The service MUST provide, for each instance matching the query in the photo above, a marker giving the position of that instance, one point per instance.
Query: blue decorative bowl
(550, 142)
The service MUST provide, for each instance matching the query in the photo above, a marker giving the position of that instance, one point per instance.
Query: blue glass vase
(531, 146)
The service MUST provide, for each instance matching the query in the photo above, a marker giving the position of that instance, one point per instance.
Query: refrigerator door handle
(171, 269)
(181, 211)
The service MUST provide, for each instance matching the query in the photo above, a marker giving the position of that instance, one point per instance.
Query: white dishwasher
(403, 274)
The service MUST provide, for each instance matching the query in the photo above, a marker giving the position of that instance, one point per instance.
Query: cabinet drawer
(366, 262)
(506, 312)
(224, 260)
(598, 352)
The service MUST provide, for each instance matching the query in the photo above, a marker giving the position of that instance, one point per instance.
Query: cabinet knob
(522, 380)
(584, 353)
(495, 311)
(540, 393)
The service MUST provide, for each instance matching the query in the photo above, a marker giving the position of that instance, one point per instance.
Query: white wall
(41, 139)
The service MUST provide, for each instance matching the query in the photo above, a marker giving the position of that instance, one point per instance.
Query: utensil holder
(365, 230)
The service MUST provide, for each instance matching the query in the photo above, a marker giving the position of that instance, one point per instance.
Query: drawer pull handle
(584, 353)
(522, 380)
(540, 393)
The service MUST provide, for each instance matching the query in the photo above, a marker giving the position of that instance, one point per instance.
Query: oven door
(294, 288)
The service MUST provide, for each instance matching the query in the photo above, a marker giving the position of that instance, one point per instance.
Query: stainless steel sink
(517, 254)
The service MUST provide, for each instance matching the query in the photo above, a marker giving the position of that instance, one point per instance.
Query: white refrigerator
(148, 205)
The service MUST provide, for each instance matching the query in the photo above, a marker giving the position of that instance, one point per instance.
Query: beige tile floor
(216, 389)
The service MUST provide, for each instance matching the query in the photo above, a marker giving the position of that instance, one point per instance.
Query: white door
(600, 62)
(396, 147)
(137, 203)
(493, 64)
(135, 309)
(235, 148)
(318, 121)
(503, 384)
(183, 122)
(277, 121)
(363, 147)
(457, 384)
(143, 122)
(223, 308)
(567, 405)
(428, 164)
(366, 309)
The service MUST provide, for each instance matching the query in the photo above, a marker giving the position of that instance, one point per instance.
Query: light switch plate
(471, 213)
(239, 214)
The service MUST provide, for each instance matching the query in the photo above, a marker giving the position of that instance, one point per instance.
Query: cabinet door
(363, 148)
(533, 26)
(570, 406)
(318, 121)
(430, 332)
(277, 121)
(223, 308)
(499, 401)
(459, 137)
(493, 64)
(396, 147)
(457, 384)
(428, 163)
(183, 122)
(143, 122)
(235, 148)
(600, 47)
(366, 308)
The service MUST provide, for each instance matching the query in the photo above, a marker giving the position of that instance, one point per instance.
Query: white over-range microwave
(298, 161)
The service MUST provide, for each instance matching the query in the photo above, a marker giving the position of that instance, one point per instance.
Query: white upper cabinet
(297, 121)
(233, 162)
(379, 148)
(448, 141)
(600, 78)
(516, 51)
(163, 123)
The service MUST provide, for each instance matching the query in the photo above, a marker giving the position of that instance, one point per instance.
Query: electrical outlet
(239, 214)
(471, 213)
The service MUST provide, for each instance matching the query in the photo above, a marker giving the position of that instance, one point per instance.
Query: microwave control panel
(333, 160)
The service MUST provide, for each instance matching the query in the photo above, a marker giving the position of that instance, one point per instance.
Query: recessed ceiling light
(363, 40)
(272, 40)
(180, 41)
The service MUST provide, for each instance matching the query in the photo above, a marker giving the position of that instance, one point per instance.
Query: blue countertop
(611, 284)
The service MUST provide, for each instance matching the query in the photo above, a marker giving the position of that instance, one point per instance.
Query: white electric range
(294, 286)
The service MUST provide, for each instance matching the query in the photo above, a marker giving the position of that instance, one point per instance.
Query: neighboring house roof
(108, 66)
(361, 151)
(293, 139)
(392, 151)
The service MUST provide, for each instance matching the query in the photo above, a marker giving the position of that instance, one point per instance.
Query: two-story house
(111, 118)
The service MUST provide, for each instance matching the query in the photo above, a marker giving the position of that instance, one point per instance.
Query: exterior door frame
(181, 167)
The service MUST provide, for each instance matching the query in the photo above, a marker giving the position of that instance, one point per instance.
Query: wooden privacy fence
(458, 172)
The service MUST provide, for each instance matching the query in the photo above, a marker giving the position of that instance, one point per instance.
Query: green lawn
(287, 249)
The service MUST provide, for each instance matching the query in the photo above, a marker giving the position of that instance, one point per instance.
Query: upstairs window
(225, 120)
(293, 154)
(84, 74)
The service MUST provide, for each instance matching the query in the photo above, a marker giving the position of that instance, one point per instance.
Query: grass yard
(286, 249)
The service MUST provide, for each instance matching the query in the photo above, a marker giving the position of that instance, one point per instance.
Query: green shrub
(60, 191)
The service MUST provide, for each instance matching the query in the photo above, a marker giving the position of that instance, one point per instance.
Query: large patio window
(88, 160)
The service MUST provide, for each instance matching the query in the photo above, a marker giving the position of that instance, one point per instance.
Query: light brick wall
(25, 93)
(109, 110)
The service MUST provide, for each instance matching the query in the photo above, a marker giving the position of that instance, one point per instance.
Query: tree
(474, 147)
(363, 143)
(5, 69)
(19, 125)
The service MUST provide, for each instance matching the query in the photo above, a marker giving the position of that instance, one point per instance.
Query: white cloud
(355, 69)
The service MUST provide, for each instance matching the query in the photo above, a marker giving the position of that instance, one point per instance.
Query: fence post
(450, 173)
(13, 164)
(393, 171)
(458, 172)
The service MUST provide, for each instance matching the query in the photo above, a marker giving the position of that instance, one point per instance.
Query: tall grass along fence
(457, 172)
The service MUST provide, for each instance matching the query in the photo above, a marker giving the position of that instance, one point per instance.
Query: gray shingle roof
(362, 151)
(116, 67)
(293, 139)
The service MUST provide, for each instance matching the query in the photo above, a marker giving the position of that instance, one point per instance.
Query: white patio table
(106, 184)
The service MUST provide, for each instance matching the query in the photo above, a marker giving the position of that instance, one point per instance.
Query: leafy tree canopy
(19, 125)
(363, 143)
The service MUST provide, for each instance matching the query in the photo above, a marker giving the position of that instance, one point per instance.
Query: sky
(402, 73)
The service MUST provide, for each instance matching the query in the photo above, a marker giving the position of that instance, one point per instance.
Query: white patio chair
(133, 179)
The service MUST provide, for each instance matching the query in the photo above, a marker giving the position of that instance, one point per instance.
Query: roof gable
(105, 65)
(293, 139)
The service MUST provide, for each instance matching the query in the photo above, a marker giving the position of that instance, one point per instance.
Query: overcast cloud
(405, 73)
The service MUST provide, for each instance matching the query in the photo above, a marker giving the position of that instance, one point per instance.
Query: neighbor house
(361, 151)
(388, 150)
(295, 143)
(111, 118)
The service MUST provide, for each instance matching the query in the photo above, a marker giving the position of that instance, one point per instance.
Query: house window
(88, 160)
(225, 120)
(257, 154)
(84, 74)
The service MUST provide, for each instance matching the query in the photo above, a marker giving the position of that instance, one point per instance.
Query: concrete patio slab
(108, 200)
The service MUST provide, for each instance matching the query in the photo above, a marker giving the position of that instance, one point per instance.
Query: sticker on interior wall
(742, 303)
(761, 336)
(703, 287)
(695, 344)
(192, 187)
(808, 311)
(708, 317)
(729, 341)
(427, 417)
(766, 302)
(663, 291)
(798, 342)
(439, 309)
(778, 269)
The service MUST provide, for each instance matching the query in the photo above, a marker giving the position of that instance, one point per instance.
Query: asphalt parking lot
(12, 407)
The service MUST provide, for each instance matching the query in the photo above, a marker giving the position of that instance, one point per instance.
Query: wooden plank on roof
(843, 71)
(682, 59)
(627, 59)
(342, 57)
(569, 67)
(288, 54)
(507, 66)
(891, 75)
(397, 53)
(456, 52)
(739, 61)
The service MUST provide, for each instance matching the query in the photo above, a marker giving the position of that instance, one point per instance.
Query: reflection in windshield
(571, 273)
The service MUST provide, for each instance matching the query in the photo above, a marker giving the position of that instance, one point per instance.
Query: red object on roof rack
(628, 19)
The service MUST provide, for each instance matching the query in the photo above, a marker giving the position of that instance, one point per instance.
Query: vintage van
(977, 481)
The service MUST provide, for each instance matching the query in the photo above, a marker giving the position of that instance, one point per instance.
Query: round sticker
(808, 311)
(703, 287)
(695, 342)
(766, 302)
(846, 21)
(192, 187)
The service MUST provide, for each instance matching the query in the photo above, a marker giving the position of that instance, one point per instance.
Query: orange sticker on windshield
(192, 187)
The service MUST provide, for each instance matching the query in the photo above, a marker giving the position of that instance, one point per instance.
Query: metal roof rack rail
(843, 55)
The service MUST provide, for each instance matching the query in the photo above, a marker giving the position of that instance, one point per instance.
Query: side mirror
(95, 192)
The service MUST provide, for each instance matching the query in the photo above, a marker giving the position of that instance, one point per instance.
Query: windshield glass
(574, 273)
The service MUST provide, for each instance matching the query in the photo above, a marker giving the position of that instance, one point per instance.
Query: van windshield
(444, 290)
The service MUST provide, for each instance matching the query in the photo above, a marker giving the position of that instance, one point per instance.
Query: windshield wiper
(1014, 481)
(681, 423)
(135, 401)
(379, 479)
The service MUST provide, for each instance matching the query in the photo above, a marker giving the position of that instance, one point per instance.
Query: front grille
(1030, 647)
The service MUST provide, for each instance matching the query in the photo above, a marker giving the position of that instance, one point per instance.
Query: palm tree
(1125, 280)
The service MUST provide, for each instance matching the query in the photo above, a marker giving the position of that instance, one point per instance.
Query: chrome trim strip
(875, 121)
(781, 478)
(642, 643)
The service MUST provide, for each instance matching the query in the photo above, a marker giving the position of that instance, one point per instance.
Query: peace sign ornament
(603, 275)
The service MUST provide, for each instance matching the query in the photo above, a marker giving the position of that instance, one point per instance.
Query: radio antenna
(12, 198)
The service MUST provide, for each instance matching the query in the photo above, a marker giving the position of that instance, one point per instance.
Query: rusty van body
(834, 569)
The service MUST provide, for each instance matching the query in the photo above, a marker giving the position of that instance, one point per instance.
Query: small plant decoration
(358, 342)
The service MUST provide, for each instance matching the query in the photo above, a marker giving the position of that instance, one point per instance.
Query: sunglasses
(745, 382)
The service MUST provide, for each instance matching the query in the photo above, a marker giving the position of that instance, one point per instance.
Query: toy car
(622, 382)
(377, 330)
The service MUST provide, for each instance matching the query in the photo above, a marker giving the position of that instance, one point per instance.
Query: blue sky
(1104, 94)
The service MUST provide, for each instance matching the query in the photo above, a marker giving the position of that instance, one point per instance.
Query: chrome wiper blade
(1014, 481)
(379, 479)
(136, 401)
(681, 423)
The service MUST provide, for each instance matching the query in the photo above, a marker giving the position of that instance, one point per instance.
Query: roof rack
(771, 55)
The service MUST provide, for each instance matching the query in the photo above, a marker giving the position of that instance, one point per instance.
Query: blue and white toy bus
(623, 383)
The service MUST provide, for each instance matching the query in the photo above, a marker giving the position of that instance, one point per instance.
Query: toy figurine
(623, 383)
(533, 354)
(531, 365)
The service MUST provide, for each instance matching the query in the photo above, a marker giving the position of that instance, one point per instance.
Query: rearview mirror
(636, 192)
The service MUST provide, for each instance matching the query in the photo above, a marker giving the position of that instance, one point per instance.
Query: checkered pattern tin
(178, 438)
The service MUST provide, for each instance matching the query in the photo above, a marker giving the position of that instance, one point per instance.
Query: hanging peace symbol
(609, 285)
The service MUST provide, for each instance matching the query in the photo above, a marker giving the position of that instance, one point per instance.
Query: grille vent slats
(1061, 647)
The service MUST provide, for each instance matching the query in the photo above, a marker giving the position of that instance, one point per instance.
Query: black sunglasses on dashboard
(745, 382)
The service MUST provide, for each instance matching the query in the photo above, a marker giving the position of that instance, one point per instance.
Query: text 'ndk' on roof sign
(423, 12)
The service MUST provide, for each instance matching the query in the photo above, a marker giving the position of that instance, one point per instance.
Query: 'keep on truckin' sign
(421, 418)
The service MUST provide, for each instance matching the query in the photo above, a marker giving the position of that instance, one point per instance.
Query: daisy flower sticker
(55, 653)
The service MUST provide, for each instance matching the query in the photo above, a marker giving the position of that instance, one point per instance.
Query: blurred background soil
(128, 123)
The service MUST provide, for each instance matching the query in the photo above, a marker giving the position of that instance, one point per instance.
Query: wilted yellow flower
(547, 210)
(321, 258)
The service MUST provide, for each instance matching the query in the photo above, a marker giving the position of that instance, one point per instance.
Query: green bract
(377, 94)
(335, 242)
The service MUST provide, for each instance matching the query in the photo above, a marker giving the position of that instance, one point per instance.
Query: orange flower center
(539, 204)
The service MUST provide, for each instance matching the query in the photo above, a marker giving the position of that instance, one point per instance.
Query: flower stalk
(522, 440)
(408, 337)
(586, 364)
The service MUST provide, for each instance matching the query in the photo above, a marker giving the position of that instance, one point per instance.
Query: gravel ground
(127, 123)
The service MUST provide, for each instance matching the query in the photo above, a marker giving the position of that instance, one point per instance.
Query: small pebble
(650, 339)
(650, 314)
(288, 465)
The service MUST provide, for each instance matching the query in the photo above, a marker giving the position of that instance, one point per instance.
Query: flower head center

-=-=-

● Aim of the task: Beginning with the line that contains "Query: small pebble", quote each line exactly through the last line of the entries above, and nothing beyond them.

● Output for this exercise:
Query: small pebble
(650, 339)
(650, 314)
(288, 465)
The service MUST provide, for each instance matching the query in the photo above, a marker giving the position of that instance, one point per instance.
Query: flower head center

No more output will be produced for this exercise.